Exercise description ->
State how many lines in the records below contain the string "molding", giving only the number.

Entries for pointing to labeled objects ->
-------
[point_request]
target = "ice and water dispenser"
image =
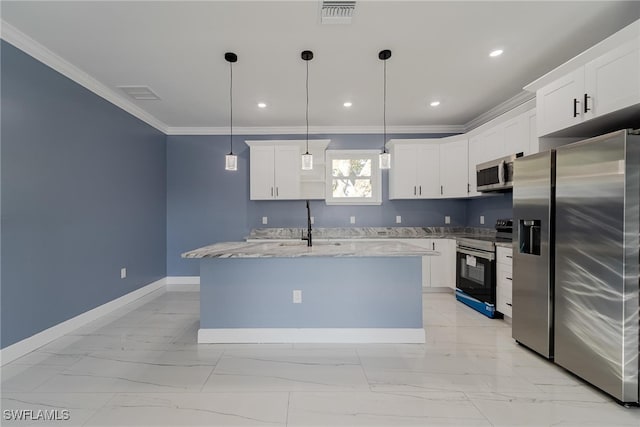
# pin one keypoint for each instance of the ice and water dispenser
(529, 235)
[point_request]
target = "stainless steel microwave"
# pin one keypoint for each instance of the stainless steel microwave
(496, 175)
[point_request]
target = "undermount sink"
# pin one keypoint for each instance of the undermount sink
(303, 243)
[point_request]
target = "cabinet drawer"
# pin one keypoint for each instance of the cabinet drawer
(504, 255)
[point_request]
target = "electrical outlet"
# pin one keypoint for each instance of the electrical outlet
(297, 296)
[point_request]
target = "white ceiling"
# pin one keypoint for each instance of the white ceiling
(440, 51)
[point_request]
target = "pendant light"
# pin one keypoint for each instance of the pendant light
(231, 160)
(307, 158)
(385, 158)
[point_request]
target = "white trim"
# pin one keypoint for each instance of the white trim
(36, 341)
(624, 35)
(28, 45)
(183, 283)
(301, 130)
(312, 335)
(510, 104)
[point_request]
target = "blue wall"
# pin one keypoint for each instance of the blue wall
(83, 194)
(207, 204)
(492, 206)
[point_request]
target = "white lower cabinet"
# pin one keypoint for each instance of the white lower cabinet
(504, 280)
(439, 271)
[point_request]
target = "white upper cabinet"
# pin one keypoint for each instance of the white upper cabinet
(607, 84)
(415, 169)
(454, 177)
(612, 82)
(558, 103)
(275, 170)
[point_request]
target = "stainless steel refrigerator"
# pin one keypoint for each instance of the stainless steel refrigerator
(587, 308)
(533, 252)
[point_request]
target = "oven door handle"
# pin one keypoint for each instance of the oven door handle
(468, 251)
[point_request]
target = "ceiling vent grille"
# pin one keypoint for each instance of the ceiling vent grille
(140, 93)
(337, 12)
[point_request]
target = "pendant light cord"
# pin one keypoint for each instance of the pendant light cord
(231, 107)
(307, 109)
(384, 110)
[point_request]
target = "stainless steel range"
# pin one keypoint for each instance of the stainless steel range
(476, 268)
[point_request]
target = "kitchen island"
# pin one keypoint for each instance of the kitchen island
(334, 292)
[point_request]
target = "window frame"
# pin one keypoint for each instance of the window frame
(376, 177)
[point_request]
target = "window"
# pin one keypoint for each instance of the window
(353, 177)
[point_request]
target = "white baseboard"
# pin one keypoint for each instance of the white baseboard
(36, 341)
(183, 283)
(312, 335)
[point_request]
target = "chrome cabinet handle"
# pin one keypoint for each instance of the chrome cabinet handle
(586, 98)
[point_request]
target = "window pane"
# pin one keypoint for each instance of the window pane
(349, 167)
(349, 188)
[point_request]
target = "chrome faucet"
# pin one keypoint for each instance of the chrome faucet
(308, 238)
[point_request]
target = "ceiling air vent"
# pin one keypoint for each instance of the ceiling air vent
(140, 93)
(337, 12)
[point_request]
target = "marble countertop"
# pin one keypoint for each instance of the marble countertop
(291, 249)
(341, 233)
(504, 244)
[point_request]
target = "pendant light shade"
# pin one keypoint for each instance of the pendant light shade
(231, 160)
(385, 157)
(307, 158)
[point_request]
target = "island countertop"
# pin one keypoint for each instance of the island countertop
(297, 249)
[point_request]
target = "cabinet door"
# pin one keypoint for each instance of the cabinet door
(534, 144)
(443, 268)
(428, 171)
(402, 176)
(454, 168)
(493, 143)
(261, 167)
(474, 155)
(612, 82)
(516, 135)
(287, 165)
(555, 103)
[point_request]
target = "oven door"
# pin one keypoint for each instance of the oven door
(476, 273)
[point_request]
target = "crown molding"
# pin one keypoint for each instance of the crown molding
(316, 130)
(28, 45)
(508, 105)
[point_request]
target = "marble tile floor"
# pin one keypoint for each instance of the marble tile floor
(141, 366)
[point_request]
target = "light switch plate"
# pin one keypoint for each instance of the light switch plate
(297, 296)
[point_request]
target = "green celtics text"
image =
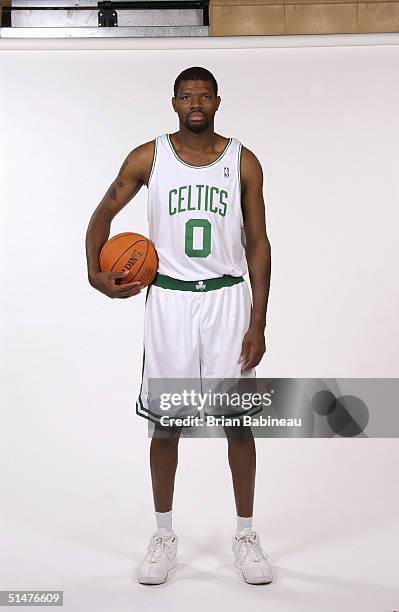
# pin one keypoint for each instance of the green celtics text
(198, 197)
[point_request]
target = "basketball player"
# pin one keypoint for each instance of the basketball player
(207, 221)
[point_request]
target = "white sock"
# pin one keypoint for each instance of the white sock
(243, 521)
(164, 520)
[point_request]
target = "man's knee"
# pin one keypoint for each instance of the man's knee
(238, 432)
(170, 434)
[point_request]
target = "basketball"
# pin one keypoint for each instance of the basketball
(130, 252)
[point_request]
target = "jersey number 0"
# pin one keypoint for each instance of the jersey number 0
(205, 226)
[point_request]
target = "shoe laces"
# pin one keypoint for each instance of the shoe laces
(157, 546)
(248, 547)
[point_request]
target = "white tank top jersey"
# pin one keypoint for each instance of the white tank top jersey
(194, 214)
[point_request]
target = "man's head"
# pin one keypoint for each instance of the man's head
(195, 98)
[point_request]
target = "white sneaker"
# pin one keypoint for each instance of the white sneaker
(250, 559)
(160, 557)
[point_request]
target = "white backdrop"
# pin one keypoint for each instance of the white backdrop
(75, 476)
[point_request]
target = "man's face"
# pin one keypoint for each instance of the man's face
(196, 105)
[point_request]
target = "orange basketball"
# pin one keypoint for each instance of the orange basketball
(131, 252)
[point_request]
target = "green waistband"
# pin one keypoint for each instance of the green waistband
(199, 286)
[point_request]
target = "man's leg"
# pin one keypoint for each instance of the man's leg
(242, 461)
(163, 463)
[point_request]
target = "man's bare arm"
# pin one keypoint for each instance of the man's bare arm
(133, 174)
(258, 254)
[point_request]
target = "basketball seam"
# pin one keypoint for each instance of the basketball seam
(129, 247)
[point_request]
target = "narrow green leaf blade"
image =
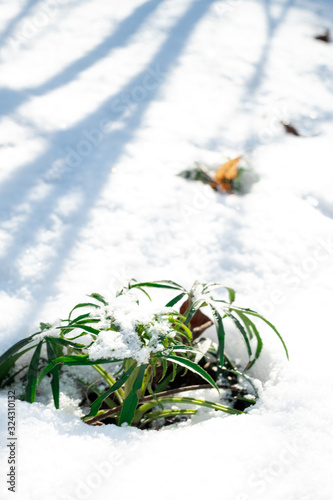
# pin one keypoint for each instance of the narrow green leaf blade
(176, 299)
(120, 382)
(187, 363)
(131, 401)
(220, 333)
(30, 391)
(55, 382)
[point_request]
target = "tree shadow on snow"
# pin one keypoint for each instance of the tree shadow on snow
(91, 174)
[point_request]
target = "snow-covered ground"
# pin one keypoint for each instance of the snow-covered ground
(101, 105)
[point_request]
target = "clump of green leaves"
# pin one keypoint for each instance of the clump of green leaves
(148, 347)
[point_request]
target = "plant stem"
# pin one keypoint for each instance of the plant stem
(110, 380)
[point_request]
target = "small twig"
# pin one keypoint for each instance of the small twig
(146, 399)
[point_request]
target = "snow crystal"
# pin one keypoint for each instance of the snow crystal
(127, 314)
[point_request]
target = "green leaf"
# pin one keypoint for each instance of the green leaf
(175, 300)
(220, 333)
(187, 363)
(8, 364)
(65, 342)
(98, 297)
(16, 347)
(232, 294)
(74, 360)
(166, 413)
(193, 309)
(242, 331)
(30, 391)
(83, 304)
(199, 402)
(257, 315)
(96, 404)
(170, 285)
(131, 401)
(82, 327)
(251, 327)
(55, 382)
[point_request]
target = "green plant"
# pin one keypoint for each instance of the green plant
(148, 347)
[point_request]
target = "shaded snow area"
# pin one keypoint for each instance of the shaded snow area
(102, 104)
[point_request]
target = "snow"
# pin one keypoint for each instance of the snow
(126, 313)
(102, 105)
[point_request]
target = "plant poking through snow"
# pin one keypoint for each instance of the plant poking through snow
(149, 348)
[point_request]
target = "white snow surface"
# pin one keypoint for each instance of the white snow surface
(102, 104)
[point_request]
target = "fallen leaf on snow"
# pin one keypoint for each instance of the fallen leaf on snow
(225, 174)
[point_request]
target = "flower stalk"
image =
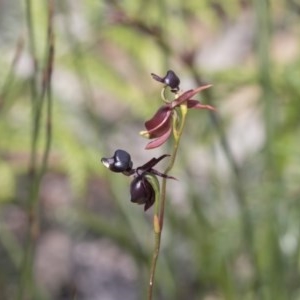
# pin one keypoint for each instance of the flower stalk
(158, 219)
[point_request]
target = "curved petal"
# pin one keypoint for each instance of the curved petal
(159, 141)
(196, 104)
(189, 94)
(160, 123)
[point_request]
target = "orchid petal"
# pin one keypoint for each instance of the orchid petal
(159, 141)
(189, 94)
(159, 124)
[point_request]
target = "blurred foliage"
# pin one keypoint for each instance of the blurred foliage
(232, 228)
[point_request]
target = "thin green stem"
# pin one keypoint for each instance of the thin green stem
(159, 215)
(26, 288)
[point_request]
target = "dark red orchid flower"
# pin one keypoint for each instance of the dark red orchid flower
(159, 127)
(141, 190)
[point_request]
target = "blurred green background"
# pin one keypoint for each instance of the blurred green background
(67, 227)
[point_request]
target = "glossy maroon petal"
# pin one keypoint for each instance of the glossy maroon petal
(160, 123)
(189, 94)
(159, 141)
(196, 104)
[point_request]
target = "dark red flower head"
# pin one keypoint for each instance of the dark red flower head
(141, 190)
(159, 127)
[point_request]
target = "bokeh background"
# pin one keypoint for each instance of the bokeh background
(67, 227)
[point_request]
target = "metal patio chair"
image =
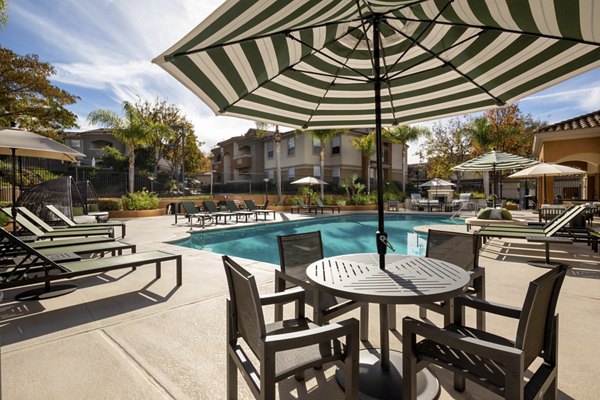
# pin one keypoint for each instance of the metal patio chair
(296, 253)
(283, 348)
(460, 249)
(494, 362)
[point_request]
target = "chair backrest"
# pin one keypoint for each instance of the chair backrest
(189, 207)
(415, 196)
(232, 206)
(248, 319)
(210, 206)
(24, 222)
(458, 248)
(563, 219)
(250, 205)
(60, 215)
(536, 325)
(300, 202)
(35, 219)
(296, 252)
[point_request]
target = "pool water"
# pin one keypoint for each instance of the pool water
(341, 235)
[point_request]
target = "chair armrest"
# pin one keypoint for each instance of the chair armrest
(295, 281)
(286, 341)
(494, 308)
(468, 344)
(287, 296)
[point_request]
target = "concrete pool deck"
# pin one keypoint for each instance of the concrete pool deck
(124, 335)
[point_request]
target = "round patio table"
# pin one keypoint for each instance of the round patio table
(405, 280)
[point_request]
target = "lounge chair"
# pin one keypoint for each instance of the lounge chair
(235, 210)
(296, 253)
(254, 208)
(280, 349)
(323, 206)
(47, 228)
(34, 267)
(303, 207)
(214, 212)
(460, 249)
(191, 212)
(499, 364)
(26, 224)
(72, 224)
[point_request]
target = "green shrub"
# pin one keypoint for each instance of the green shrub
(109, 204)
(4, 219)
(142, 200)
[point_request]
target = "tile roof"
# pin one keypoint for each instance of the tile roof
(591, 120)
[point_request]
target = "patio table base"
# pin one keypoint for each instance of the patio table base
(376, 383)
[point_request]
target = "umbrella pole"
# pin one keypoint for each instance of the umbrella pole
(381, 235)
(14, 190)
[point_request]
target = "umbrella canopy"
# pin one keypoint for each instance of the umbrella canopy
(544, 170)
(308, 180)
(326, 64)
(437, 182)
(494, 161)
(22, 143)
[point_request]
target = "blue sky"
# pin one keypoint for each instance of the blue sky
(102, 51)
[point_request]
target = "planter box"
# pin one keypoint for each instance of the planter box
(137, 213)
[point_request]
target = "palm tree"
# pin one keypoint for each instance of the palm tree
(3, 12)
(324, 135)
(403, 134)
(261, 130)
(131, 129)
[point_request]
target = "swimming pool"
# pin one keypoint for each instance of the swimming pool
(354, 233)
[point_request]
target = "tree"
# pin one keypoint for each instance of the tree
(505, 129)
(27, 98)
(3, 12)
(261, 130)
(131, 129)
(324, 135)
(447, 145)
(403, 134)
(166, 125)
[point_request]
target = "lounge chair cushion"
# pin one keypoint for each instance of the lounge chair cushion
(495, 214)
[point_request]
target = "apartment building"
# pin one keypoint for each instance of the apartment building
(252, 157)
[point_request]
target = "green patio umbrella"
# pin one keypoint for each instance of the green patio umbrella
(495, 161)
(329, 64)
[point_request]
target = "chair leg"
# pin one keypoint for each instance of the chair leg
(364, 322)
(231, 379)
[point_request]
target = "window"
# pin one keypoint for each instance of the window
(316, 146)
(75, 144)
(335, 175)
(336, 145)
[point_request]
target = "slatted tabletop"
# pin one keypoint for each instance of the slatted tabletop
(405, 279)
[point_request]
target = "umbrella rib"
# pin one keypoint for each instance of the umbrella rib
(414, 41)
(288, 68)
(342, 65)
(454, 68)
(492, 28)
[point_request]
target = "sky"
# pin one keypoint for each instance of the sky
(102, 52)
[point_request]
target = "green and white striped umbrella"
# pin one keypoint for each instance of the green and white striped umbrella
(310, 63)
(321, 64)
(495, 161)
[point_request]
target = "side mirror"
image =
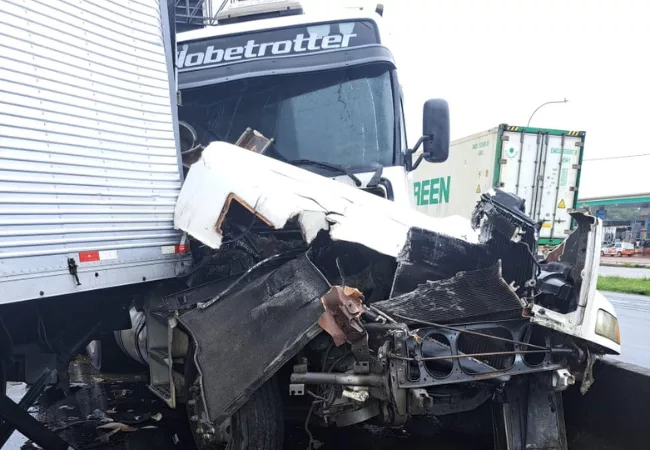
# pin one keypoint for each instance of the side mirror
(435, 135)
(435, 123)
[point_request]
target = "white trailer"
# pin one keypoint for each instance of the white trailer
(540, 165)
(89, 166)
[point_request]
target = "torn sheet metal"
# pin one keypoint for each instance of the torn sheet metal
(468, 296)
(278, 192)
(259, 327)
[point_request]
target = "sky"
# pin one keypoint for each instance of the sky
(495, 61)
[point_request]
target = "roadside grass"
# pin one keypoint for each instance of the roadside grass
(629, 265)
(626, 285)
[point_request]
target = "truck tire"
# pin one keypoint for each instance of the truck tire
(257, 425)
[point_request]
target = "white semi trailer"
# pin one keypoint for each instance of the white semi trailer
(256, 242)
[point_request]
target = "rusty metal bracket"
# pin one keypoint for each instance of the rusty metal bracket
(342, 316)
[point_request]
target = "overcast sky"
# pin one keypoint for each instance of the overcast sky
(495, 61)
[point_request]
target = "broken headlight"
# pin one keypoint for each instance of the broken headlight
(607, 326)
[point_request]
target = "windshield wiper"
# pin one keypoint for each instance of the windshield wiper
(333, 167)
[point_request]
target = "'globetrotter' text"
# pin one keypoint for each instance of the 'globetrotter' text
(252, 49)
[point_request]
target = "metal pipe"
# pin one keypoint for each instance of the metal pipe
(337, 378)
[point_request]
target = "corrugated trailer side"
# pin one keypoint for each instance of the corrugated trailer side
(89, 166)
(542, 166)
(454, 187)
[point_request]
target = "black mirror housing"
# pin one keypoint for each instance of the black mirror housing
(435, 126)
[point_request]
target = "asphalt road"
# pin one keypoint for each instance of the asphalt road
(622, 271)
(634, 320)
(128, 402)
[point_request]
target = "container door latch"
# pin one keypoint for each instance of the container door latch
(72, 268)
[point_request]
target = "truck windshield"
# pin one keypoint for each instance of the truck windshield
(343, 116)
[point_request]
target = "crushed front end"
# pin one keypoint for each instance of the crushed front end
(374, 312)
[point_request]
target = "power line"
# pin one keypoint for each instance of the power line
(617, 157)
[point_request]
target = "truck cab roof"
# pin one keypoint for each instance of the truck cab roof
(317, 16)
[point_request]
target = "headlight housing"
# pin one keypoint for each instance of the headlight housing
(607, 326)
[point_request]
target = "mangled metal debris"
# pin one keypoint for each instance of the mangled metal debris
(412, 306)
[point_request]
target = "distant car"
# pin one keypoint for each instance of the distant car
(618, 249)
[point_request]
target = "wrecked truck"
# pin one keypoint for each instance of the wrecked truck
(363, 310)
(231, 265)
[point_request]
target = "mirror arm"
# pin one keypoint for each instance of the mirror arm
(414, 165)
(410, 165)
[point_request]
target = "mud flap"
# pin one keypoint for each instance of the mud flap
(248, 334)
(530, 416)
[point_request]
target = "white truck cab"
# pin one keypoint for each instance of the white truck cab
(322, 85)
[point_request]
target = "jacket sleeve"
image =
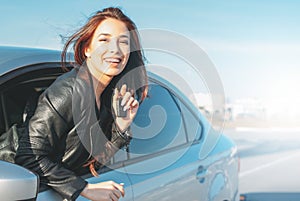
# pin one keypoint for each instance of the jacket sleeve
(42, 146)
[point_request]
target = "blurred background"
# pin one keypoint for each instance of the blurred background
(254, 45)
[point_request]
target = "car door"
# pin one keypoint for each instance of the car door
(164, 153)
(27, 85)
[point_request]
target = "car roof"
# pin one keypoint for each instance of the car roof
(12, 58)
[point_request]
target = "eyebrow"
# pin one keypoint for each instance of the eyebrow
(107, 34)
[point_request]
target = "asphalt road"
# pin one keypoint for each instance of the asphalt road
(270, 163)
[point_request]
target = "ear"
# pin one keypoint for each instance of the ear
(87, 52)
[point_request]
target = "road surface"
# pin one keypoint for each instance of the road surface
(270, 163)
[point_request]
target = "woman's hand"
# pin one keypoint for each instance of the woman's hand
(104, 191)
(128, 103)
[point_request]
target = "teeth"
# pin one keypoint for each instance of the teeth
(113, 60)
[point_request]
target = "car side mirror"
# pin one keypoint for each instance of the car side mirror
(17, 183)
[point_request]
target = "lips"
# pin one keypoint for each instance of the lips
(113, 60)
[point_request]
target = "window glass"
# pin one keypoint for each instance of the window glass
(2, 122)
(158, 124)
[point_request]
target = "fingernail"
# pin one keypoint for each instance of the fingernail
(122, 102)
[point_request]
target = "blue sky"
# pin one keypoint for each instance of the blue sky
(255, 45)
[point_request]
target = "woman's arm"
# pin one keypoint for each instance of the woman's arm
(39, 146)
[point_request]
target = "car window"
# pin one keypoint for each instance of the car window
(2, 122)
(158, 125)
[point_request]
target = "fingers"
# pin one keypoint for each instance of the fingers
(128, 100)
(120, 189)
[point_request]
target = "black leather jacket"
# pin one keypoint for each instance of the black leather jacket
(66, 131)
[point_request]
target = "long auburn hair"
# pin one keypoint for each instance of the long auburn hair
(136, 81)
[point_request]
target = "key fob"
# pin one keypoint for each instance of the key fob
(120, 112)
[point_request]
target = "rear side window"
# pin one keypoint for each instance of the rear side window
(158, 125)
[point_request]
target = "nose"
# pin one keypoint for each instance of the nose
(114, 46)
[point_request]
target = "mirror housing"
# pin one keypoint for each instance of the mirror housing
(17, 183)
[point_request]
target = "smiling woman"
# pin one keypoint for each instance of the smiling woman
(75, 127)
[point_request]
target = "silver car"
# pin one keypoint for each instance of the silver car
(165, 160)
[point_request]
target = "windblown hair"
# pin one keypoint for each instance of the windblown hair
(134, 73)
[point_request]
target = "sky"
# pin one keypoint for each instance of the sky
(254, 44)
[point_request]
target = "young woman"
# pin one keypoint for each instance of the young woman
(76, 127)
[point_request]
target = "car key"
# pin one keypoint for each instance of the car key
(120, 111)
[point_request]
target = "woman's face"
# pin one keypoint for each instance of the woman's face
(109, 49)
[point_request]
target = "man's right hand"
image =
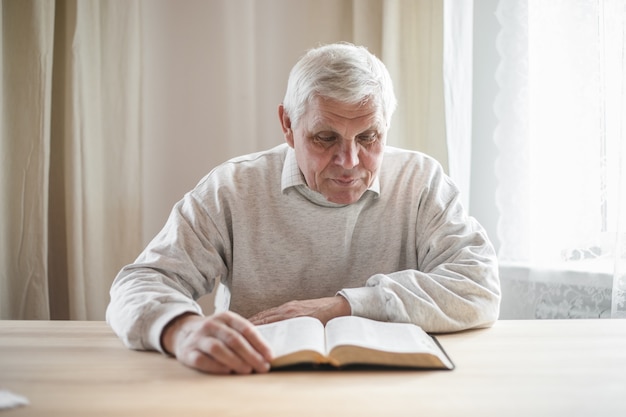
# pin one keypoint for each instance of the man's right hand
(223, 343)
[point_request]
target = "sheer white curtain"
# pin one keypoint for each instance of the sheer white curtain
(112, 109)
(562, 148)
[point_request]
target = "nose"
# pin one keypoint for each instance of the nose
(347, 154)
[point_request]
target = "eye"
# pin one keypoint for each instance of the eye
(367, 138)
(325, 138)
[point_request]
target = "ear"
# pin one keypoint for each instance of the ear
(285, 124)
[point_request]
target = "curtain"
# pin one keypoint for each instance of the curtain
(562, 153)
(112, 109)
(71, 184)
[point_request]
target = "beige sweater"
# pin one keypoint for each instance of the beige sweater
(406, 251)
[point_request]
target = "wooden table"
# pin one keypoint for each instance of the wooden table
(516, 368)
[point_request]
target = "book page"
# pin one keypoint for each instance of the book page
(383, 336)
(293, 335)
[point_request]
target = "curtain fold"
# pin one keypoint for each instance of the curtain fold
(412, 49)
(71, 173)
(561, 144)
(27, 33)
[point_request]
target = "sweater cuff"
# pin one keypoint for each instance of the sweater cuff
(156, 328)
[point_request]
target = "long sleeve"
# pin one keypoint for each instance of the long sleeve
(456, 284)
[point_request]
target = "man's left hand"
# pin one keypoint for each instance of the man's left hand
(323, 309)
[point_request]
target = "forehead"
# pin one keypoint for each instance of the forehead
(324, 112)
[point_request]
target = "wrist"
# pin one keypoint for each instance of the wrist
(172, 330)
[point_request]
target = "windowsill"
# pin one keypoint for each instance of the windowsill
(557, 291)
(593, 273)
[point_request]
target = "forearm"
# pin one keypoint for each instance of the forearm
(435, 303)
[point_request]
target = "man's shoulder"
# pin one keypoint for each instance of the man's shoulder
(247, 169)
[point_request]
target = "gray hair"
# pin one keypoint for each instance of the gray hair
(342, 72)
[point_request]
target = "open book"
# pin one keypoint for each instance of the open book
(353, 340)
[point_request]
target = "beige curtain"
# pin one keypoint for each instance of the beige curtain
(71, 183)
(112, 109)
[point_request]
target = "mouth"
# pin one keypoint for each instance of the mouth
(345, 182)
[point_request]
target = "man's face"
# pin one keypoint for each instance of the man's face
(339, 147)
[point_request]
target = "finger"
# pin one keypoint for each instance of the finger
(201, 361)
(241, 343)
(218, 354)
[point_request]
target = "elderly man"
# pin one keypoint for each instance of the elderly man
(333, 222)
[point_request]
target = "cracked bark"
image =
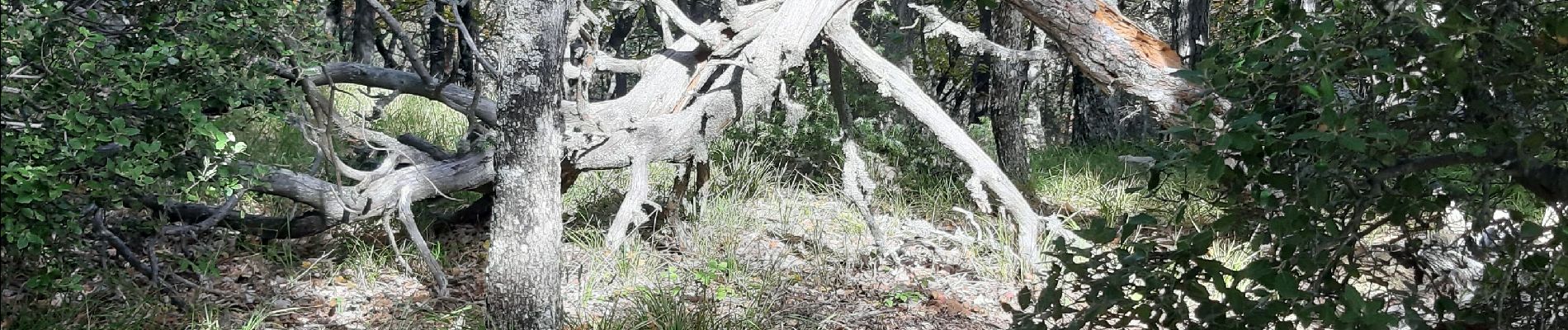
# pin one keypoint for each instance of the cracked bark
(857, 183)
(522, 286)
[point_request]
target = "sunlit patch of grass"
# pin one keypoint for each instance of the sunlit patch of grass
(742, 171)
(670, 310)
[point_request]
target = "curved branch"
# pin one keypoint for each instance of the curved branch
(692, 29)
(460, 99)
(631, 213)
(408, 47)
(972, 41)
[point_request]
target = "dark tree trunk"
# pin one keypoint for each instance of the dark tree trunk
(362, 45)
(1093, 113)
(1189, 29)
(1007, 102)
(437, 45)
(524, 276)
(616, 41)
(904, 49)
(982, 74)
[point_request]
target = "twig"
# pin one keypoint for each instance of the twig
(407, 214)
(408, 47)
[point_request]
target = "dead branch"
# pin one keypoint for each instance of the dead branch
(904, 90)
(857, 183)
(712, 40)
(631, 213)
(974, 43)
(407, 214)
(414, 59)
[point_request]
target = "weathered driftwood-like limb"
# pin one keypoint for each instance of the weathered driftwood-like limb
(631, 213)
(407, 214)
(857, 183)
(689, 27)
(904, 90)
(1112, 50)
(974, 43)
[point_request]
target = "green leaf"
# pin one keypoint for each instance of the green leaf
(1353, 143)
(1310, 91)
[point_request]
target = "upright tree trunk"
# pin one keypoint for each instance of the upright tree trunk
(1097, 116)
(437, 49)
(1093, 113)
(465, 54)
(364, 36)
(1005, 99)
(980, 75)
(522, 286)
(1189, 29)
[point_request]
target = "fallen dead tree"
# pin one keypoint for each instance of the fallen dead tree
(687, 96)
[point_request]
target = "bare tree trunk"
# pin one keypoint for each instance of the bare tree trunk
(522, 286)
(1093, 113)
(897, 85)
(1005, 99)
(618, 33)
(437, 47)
-------
Written response ->
2